>>>>

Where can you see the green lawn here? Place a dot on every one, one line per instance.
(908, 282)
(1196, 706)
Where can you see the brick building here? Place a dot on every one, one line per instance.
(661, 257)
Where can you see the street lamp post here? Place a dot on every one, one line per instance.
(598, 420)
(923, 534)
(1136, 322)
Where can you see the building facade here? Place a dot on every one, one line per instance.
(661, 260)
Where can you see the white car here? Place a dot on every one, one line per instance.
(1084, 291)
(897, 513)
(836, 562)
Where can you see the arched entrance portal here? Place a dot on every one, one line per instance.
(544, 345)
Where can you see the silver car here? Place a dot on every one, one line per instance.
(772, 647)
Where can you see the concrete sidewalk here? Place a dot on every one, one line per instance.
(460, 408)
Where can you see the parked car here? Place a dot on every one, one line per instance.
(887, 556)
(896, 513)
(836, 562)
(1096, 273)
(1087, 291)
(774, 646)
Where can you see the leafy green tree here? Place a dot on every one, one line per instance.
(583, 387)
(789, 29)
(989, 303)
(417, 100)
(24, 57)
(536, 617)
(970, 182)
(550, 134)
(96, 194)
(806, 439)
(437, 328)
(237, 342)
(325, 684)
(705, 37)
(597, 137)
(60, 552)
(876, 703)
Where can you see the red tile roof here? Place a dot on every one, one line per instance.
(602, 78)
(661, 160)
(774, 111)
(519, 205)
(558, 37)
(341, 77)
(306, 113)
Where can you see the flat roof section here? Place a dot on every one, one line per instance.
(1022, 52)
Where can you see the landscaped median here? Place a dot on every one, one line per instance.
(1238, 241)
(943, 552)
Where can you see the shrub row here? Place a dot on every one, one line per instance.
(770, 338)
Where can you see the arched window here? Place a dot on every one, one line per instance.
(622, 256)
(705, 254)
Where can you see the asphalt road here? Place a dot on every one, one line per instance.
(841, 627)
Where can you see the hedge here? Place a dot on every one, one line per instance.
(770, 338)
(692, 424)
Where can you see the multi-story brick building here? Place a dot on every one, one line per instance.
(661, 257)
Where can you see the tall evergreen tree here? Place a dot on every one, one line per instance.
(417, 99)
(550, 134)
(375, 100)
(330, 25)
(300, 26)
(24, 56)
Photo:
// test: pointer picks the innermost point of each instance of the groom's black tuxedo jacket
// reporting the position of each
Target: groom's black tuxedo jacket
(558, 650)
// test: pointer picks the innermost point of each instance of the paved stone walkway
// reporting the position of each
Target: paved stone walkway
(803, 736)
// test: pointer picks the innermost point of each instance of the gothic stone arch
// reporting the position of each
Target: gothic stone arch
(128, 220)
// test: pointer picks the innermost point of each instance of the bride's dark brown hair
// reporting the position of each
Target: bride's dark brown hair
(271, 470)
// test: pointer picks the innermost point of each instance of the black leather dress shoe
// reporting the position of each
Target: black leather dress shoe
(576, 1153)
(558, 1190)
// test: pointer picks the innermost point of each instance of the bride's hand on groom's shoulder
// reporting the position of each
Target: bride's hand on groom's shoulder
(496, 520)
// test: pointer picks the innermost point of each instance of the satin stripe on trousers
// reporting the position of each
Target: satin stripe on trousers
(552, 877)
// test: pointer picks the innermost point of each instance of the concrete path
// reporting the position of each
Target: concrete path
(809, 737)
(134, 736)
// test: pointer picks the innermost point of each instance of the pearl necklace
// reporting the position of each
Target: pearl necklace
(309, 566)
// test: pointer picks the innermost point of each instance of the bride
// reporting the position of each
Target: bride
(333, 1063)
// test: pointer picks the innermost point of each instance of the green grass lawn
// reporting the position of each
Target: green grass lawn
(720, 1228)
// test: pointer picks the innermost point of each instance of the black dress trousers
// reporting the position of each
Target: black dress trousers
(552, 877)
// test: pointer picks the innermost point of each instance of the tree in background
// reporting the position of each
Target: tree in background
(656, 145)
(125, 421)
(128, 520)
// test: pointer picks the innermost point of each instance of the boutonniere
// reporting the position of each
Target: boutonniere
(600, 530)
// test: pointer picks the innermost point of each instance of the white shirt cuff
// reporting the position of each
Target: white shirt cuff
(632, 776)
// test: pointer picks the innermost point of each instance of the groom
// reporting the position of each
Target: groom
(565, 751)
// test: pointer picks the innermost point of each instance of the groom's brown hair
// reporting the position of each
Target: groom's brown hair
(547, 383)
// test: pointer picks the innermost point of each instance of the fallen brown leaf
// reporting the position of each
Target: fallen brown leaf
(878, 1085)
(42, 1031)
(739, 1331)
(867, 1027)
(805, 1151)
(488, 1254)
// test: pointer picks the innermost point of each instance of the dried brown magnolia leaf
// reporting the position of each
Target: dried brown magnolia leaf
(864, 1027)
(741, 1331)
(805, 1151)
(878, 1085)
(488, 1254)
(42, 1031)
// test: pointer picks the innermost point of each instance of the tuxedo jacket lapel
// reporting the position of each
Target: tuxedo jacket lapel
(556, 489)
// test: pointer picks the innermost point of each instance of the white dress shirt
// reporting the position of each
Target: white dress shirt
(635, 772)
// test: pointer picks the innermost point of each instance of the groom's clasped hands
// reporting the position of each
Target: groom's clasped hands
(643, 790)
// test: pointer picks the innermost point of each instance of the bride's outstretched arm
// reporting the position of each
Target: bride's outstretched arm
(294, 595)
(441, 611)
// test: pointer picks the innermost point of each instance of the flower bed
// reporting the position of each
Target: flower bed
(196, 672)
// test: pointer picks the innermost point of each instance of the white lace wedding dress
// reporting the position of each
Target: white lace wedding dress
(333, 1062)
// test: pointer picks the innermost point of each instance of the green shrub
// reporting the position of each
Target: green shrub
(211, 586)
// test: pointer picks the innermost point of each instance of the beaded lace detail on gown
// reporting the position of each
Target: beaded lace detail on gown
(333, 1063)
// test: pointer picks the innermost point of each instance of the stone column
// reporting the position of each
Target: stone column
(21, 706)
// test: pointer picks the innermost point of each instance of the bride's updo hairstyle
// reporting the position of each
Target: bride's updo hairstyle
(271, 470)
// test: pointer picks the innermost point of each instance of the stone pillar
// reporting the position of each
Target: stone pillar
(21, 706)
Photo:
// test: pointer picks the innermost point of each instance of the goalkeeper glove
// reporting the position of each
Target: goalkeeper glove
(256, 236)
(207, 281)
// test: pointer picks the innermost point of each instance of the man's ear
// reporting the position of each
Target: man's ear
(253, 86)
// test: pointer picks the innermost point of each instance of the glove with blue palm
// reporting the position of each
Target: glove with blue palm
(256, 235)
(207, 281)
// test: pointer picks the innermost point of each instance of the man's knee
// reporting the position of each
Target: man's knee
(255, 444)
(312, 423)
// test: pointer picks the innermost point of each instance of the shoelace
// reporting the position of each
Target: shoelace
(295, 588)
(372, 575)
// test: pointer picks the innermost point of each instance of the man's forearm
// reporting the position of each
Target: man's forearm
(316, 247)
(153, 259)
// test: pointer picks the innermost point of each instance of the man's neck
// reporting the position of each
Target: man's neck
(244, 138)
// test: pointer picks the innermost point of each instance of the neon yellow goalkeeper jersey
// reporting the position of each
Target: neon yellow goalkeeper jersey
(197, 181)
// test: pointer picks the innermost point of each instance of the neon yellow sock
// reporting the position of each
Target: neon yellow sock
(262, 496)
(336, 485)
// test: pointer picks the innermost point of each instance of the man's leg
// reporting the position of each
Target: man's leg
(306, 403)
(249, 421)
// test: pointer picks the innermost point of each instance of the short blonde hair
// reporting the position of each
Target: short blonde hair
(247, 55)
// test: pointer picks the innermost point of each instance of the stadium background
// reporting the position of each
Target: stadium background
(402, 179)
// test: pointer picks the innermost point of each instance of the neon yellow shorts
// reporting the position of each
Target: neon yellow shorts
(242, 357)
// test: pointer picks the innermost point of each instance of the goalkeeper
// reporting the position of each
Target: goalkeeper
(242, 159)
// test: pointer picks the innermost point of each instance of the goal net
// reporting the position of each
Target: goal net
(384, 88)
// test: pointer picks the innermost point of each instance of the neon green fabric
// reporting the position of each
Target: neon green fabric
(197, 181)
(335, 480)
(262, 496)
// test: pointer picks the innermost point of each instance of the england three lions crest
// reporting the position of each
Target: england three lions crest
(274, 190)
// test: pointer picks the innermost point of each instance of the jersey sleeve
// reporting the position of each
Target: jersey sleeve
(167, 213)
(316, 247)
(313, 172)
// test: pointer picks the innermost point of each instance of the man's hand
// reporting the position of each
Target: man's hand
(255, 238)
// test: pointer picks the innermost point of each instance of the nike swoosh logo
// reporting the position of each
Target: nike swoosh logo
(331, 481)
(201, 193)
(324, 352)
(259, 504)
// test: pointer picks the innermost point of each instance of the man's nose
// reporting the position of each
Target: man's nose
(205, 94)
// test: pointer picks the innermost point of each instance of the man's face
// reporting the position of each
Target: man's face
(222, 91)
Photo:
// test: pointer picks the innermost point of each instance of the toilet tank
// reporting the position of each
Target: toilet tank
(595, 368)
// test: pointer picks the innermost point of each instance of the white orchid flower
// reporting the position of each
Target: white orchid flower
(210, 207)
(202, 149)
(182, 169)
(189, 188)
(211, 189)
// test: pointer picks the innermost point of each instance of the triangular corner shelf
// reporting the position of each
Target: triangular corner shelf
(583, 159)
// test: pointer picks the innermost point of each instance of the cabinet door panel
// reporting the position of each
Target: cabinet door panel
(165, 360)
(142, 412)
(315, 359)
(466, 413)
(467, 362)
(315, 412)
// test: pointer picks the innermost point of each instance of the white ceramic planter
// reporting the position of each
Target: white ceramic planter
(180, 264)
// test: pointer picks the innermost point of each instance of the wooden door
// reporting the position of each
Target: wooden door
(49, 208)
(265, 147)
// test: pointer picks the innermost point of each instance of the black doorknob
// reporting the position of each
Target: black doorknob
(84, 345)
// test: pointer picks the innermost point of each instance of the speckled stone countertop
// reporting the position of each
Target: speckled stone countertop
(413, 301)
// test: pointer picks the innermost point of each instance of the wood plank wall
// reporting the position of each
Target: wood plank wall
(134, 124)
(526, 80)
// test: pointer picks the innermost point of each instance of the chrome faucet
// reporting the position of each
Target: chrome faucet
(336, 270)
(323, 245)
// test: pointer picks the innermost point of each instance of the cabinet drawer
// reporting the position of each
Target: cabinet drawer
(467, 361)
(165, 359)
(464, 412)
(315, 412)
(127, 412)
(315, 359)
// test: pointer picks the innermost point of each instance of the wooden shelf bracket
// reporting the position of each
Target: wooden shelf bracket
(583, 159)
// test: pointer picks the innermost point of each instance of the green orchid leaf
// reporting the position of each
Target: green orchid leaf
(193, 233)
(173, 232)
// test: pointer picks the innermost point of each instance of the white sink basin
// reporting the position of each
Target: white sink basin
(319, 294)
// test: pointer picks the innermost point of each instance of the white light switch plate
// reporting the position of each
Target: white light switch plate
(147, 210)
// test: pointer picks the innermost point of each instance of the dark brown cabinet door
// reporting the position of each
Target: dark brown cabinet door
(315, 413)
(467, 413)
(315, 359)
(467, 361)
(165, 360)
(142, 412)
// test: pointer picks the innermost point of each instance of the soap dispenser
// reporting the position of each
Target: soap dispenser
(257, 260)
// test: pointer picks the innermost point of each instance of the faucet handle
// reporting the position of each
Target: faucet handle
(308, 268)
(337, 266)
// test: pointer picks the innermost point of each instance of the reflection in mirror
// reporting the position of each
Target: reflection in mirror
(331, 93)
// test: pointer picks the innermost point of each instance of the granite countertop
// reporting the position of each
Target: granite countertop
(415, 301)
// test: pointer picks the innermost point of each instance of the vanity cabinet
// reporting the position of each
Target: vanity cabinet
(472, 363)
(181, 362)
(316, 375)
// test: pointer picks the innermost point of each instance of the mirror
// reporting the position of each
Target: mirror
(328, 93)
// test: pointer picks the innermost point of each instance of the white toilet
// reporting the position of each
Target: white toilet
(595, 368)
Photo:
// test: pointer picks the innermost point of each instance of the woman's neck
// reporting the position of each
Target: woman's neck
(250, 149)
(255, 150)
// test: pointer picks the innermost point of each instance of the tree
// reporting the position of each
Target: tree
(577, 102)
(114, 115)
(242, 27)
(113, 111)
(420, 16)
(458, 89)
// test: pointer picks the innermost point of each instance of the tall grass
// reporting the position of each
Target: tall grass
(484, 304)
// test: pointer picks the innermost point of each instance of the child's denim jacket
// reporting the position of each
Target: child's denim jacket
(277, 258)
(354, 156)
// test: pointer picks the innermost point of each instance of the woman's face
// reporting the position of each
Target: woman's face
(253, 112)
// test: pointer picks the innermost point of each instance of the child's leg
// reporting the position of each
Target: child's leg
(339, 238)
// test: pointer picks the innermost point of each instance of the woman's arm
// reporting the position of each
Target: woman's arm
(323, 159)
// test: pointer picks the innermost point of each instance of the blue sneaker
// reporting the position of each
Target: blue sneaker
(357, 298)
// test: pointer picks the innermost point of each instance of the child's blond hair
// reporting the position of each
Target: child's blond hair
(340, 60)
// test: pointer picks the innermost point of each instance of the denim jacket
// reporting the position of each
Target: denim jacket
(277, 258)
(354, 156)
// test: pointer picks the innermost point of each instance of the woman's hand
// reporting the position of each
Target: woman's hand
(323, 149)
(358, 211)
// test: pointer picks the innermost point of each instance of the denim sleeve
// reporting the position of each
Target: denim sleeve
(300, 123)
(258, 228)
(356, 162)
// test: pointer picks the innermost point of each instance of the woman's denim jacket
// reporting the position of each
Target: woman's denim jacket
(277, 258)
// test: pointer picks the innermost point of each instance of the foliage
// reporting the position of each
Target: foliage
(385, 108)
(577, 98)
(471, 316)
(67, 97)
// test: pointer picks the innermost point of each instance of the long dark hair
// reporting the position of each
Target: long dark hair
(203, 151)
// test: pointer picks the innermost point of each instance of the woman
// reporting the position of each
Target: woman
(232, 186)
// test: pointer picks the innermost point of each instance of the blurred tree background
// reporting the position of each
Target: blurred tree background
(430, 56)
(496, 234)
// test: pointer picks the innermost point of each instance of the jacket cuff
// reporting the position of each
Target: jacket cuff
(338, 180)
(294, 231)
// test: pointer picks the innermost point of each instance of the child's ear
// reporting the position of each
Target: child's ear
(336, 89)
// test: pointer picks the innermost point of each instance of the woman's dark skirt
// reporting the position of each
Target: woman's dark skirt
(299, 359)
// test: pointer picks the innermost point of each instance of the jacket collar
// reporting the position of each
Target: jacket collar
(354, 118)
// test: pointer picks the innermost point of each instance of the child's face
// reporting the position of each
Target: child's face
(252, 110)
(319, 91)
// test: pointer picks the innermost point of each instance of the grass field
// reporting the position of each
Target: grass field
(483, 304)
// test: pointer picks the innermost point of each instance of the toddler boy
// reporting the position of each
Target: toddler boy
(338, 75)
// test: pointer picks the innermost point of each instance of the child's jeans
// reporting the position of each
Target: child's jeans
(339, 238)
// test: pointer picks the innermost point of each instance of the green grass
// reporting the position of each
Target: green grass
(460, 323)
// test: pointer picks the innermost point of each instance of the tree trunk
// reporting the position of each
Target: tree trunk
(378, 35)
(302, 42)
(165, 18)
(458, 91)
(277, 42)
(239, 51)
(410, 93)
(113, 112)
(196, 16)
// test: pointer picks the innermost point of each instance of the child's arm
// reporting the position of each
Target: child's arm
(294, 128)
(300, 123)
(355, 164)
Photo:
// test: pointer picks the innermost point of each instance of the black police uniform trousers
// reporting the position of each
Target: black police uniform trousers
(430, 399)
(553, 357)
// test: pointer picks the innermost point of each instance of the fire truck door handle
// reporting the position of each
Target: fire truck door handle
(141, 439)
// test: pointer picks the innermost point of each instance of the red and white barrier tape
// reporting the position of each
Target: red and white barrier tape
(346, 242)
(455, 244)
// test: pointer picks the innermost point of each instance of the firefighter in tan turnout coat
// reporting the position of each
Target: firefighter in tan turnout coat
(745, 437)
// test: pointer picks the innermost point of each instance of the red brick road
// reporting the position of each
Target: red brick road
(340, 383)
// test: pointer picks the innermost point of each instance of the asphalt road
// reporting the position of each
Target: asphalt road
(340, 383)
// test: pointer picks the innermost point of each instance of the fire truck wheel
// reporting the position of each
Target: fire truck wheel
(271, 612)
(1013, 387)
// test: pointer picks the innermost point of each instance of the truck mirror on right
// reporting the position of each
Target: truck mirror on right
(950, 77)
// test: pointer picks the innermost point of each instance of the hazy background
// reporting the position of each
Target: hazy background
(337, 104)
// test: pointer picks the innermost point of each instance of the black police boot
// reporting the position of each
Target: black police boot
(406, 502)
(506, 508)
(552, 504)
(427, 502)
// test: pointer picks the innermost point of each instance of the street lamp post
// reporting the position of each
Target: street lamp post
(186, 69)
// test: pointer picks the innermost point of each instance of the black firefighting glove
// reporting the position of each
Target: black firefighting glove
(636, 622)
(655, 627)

<<<<

**TASK DETAILS**
Above is a listing; print exactly its lines from the one with "Target: speckled stone countertop" through the one with "the chrome faucet", and no other lines.

**RESULT OF THIS EXERCISE**
Target: speckled stone countertop
(413, 301)
// test: pointer picks the innermost point of each instance of the wood plank wall
// reporting the position of each
Target: wood plank wall
(134, 124)
(526, 80)
// test: pointer picks the innermost point of each instance of the chrome faucet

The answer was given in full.